__What is required__:
Recast every line of the entries below as a Markdown table with the columns "Row" and "Line," numbering the rows in order and leaving out blank lines.

__Data provided__:
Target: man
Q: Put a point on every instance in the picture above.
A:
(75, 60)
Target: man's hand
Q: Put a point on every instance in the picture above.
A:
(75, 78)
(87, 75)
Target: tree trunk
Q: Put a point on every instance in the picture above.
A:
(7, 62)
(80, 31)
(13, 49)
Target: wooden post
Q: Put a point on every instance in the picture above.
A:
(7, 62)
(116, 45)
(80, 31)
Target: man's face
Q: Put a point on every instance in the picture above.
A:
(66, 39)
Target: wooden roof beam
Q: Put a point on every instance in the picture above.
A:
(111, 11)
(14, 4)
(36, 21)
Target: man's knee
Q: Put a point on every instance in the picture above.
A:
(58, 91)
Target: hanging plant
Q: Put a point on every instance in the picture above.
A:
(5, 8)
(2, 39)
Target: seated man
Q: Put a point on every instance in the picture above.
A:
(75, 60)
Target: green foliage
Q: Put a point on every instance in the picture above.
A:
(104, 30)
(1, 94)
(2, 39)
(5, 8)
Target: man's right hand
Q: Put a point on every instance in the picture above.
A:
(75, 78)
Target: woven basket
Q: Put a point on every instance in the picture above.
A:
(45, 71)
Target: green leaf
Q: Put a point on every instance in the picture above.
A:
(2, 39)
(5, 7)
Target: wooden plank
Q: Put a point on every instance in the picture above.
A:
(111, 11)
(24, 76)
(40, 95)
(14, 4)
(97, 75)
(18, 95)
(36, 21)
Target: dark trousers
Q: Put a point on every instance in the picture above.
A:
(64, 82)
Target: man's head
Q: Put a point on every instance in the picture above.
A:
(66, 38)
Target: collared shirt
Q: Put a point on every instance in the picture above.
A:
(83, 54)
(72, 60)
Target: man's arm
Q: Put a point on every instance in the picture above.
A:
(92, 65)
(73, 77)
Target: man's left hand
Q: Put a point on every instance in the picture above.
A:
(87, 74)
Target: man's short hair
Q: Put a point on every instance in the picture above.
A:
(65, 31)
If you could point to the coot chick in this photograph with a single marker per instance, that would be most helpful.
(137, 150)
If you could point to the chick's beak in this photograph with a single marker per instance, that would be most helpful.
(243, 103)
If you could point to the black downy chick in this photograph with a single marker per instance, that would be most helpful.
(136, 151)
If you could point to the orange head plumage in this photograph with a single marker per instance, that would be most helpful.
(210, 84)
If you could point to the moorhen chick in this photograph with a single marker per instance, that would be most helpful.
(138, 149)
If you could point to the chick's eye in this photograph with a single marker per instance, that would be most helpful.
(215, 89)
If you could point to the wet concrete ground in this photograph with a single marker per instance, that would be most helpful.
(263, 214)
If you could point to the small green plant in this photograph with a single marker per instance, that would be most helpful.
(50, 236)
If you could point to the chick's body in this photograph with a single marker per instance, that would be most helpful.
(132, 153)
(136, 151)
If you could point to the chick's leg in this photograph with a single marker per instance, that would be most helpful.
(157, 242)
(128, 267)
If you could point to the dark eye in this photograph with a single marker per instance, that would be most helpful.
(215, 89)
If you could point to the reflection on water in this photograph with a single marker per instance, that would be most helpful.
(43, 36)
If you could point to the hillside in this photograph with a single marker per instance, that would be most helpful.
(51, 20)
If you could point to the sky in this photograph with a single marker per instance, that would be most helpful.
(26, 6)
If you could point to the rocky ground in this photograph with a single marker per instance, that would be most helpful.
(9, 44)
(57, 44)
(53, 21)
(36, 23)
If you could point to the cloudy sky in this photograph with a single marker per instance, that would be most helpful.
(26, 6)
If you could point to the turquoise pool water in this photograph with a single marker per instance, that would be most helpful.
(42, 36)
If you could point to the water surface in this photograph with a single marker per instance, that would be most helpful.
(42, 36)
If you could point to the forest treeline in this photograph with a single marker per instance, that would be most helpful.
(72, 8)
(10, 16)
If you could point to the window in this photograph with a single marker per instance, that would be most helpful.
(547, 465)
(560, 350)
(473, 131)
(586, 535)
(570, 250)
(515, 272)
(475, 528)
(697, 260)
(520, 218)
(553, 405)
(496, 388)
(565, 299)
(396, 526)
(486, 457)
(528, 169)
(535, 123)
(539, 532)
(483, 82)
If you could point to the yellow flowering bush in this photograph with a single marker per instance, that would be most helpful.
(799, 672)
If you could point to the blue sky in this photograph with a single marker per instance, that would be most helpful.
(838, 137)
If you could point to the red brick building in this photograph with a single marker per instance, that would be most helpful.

__Response__:
| Row | Line |
|---|---|
| 1 | Target: man |
| 2 | Q: Put a point on every instance in the picture above. |
| 3 | A: |
| 4 | (75, 60) |
| 5 | Target: man's hand |
| 6 | Q: Put a point on every instance in the picture above. |
| 7 | A: |
| 8 | (75, 78) |
| 9 | (87, 75) |
| 10 | Target: tree trunk |
| 11 | Q: Put a point on every instance in the picture above. |
| 12 | A: |
| 13 | (7, 62) |
| 14 | (80, 31) |
| 15 | (13, 49) |
| 16 | Target: wooden post |
| 17 | Q: Put a point on every instance in the picture above. |
| 18 | A: |
| 19 | (7, 62) |
| 20 | (116, 45) |
| 21 | (80, 31) |
| 22 | Target: man's face |
| 23 | Q: Put a point on every instance in the picture above. |
| 24 | A: |
| 25 | (66, 39) |
| 26 | Target: wooden roof beam |
| 27 | Q: Put a point on every instance in the picture above. |
| 28 | A: |
| 29 | (111, 11) |
| 30 | (14, 4) |
| 31 | (36, 21) |
| 32 | Target: man's knee |
| 33 | Q: Put a point on every instance in the picture above. |
| 34 | A: |
| 35 | (58, 91) |
| 36 | Target: hanging plant |
| 37 | Q: Put a point on every instance in the picture above. |
| 38 | A: |
| 39 | (5, 8) |
| 40 | (2, 39) |
| 41 | Target: seated man |
| 42 | Q: Put a point on every instance in the picture above. |
| 43 | A: |
| 44 | (75, 60) |
| 45 | Target: green foliage |
| 46 | Q: Put a point on every instance in the picture above. |
| 47 | A: |
| 48 | (104, 30) |
| 49 | (1, 94) |
| 50 | (2, 39) |
| 51 | (5, 8) |
| 52 | Target: man's right hand |
| 53 | Q: Put a point on every instance in the picture above. |
| 54 | A: |
| 55 | (75, 78) |
| 56 | Target: woven basket |
| 57 | Q: Put a point on every instance in the picture above. |
| 58 | A: |
| 59 | (45, 71) |
| 60 | Target: green leaf |
| 61 | Q: Put a point on every instance in the picture above. |
| 62 | A: |
| 63 | (2, 39) |
| 64 | (5, 7) |
| 65 | Target: wooden plank |
| 66 | Q: Put a point on every instance in the picture above. |
| 67 | A: |
| 68 | (111, 11) |
| 69 | (24, 76) |
| 70 | (40, 95) |
| 71 | (14, 4) |
| 72 | (97, 75) |
| 73 | (18, 95) |
| 74 | (36, 21) |
| 75 | Target: dark trousers |
| 76 | Q: Put a point on every instance in the picture above. |
| 77 | A: |
| 78 | (64, 82) |
| 79 | Target: man's head |
| 80 | Q: Put a point on every instance in the picture above. |
| 81 | A: |
| 82 | (66, 38) |
| 83 | Target: collared shirt |
| 84 | Q: Put a point on every instance in the picture above. |
| 85 | A: |
| 86 | (83, 54) |
| 87 | (72, 60) |
| 88 | Target: man's arm |
| 89 | Q: Put a point on every instance in the picture above. |
| 90 | A: |
| 91 | (92, 65) |
| 92 | (73, 77) |
| 93 | Target: man's left hand |
| 94 | Q: Put a point on every instance in the picture above. |
| 95 | A: |
| 96 | (87, 74) |
| 97 | Target: man's short hair |
| 98 | Q: Put a point on every instance in the picture above. |
| 99 | A: |
| 100 | (65, 31) |
| 101 | If you could point to the coot chick in this photograph with a single marker per instance, that would be most helpful. |
| 102 | (137, 150) |
| 103 | If you could point to the chick's beak in this photograph with a single marker per instance, that would be most helpful. |
| 104 | (243, 103) |
| 105 | If you could point to the black downy chick in this photograph with a single marker per instance, that would be most helpful. |
| 106 | (136, 151) |
| 107 | If you could point to the orange head plumage in this photograph with a single marker per instance, that would be most helpful. |
| 108 | (210, 84) |
| 109 | If you could point to the moorhen chick in this photograph with a single marker per instance, that would be most helpful. |
| 110 | (138, 149) |
| 111 | If you could point to the chick's eye in this photograph with a single marker per instance, that would be most helpful. |
| 112 | (215, 89) |
| 113 | If you could point to the wet concrete ground in this photograph with a single marker per instance, that would be most helpful. |
| 114 | (263, 214) |
| 115 | If you could point to the small green plant in this photograph with a single marker per instance, that would be most helpful. |
| 116 | (50, 236) |
| 117 | If you could point to the chick's body in this photograph with a single marker per instance, that would be most helpful. |
| 118 | (132, 153) |
| 119 | (136, 151) |
| 120 | If you could point to the chick's leg in this photograph with a single marker per instance, that would be most helpful. |
| 121 | (157, 242) |
| 122 | (128, 267) |
| 123 | If you could point to the dark eye in this photograph with a single marker per instance, that would be most helpful. |
| 124 | (215, 89) |
| 125 | If you could point to the reflection on water in this photograph with a single marker per instance, that would be most helpful. |
| 126 | (43, 36) |
| 127 | If you could point to the hillside in this photograph with a single marker per instance, that would be most helpful. |
| 128 | (51, 20) |
| 129 | If you could point to the sky in this photograph with a single marker per instance, that would be most helpful. |
| 130 | (26, 6) |
| 131 | If you could point to the rocky ground in this photograph with a single marker per instance, that would be most helpful. |
| 132 | (9, 44) |
| 133 | (57, 44) |
| 134 | (53, 21) |
| 135 | (36, 23) |
| 136 | If you could point to the cloudy sky in this photograph with a single marker per instance, that would be most helpful. |
| 137 | (26, 6) |
| 138 | If you could point to the turquoise pool water in this photograph with a single marker per instance, that would be most helpful. |
| 139 | (42, 36) |
| 140 | If you could point to the water surface in this photograph with a single marker per instance, that would be most helpful. |
| 141 | (42, 36) |
| 142 | If you could point to the forest treeline in this photograph with a single marker per instance, that would be most helpful. |
| 143 | (72, 8) |
| 144 | (10, 16) |
| 145 | If you could point to the window in this photograph with a single marker per instance, that would be most helpful. |
| 146 | (547, 465) |
| 147 | (560, 350) |
| 148 | (473, 131) |
| 149 | (586, 535) |
| 150 | (570, 250) |
| 151 | (515, 272) |
| 152 | (475, 528) |
| 153 | (697, 260) |
| 154 | (520, 218) |
| 155 | (553, 405) |
| 156 | (496, 388) |
| 157 | (565, 299) |
| 158 | (396, 526) |
| 159 | (486, 457) |
| 160 | (528, 169) |
| 161 | (535, 123) |
| 162 | (539, 532) |
| 163 | (483, 82) |
| 164 | If you could point to the yellow flowering bush in this photograph with a single marker per instance, that would be most helpful. |
| 165 | (799, 672) |
| 166 | If you could point to the blue sky in this photograph with a single marker per instance, that would be most helpful. |
| 167 | (838, 137) |
| 168 | If you could point to the red brick building in this photograph with a single marker per instance, that would be most helpful. |